Problem requirements
Output exactly, please, the lines of the records below from the one containing "Task: locate the shadow" through the final line.

Information shown
============
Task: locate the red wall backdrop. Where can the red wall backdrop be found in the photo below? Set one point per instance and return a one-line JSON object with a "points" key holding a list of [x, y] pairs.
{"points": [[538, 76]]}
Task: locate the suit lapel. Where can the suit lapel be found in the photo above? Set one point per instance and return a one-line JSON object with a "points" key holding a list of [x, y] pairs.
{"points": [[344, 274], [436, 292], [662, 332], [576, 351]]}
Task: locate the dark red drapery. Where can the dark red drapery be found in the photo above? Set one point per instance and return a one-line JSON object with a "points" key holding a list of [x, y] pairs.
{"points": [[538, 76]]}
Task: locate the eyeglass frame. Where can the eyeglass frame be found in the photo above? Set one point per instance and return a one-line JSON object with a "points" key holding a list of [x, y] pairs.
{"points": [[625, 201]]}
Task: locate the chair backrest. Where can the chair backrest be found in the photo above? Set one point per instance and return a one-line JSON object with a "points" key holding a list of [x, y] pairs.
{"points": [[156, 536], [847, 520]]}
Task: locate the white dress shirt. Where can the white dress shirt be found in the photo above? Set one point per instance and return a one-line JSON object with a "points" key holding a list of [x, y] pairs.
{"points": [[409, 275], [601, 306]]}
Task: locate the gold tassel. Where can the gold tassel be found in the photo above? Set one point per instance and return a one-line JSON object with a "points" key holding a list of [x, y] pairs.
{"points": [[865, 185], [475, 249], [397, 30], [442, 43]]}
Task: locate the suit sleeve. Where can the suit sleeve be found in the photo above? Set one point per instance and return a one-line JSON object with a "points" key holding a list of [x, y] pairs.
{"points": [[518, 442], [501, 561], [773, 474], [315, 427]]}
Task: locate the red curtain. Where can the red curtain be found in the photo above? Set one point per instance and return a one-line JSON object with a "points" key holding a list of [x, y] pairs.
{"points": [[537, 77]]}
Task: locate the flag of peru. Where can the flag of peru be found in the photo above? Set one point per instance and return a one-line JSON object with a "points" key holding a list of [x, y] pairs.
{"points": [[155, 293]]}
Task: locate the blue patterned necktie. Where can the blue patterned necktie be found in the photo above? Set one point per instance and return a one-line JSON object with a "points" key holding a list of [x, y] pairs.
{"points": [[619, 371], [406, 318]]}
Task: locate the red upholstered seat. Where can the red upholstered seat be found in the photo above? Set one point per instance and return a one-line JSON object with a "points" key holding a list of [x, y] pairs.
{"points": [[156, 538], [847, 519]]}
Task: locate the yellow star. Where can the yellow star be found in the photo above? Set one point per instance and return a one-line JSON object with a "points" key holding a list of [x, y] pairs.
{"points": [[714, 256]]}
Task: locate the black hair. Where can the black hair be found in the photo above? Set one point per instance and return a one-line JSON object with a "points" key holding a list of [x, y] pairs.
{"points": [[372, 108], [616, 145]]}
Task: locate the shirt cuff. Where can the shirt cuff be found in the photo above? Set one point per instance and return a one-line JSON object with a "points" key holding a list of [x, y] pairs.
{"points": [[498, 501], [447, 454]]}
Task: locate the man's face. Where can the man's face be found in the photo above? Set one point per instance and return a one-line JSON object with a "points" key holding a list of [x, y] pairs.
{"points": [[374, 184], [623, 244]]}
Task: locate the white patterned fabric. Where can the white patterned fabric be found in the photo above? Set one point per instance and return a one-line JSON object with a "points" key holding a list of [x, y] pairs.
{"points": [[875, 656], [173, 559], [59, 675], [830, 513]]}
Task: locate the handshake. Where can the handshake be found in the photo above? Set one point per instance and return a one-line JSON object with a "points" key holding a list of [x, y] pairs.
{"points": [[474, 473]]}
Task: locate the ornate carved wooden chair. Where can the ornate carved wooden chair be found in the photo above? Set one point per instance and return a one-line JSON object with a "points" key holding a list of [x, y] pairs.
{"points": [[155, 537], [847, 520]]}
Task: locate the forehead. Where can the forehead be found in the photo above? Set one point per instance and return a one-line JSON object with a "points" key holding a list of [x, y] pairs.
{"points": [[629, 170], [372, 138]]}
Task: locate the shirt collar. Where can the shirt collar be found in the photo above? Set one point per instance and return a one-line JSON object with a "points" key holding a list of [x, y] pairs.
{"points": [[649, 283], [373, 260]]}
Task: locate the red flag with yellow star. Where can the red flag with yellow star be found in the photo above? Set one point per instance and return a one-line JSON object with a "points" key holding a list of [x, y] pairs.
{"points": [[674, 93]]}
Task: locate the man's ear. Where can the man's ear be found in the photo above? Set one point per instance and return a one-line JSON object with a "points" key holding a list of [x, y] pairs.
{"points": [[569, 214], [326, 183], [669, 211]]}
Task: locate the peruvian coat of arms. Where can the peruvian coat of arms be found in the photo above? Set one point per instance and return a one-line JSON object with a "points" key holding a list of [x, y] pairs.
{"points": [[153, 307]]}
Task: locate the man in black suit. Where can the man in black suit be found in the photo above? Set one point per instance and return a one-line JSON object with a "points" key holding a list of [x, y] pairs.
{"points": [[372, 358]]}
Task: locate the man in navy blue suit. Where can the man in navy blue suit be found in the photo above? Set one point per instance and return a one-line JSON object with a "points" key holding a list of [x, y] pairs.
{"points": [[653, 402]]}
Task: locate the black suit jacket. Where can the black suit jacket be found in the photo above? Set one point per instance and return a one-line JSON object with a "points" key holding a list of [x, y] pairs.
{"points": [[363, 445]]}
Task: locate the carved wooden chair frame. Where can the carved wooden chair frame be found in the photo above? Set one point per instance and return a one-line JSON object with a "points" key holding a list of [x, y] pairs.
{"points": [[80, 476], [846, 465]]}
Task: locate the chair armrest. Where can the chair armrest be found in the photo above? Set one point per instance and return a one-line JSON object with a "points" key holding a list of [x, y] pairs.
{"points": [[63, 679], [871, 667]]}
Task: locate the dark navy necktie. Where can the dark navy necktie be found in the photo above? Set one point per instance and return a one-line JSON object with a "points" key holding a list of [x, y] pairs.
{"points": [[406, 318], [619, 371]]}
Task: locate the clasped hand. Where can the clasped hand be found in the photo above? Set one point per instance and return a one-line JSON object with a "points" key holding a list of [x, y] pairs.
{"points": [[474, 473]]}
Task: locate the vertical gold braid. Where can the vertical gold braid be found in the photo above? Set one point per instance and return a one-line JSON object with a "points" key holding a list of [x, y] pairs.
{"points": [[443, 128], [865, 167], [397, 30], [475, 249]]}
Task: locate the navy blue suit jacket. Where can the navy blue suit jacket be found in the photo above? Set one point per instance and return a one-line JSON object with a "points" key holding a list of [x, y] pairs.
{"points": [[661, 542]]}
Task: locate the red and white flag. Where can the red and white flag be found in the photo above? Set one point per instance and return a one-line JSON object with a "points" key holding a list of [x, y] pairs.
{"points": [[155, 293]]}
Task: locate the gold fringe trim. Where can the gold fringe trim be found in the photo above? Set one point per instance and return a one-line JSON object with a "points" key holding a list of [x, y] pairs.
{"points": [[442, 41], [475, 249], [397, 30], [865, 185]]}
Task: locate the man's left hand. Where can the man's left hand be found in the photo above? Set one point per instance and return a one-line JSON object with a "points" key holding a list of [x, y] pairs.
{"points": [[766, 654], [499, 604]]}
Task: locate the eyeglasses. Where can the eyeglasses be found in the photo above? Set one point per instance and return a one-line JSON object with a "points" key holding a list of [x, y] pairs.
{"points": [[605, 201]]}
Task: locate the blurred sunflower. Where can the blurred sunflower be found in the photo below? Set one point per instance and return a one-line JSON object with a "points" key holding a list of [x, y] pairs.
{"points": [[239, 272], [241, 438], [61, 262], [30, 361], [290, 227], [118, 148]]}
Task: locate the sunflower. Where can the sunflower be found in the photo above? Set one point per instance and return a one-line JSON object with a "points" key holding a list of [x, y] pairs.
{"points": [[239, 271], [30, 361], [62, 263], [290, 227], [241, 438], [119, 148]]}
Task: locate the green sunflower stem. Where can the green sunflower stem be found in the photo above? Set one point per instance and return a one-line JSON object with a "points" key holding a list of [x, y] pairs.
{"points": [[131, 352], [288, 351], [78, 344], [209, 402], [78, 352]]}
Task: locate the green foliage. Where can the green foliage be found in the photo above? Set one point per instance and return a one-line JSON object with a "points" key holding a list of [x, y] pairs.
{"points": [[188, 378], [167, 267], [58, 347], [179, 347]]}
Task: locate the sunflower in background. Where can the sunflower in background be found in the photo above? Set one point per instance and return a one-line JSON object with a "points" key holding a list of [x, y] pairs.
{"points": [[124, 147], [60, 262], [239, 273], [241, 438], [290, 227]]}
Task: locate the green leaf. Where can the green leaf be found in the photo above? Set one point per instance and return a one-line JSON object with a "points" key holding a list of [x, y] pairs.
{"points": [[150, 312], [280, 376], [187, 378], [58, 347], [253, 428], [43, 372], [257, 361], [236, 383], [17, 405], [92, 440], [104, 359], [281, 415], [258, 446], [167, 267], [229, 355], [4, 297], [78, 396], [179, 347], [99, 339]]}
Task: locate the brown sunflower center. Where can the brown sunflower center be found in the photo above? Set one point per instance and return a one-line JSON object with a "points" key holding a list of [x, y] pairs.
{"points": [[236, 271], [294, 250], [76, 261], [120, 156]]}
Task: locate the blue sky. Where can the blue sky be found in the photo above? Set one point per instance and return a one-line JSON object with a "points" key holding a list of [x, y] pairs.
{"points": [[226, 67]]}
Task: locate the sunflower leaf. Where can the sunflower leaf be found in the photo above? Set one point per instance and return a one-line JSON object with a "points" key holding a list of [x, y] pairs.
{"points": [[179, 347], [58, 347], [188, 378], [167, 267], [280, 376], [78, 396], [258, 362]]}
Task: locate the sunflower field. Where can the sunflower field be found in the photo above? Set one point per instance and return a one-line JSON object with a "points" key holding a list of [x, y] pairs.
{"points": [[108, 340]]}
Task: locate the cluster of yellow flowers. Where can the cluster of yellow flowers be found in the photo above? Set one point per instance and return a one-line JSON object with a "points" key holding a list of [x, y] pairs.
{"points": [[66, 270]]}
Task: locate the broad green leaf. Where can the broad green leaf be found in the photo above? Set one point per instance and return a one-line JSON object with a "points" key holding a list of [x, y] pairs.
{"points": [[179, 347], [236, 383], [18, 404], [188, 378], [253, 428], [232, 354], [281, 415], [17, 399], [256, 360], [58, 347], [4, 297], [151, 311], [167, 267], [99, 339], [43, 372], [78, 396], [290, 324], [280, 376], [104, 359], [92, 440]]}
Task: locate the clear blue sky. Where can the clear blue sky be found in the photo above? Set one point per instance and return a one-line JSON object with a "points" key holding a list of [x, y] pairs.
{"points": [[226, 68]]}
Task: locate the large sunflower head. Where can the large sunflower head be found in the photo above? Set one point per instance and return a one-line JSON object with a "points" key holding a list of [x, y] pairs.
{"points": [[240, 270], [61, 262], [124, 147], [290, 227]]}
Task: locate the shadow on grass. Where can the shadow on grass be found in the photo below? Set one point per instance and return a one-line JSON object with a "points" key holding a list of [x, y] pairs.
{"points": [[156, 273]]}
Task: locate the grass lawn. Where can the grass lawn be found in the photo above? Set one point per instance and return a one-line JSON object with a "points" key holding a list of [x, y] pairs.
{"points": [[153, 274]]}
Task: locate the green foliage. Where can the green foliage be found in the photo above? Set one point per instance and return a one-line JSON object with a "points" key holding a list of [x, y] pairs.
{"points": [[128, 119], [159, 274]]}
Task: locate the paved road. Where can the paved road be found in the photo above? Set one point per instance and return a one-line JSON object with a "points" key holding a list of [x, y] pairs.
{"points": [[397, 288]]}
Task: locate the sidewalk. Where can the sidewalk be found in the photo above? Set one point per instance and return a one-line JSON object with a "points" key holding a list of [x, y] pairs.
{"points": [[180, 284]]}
============
Result of this task
Task: locate the shadow on grass. Where can the shadow on grass be found in the photo below? Set one point per instance and return a one-line JSON object with a "points" key holding a list of [x, y] pairs.
{"points": [[156, 273]]}
Task: locate the grass lawn. Where can the grass lawn be found in the photo above? Set one point per instance and return a one-line JSON object with a "points" key holding a list of [x, y] pairs.
{"points": [[153, 274]]}
Task: locate the green foliage. Where can the green foliage be found in the photo above? Set one point per instance and return a one-line JSON object with a "points" key holding a list of [x, y] pairs.
{"points": [[128, 119], [159, 274]]}
Task: locate the paved road. Where can the paved road be found in the photo above? Set one point per instance and return a one-line JSON object with a "points" key holding a list of [x, y] pairs.
{"points": [[397, 288]]}
Task: locate the sidewalk. Where can the sidewalk be found in the photo above? Set one point per instance and return a one-line JSON object with a "points" key holding a list of [x, y] pairs.
{"points": [[180, 284]]}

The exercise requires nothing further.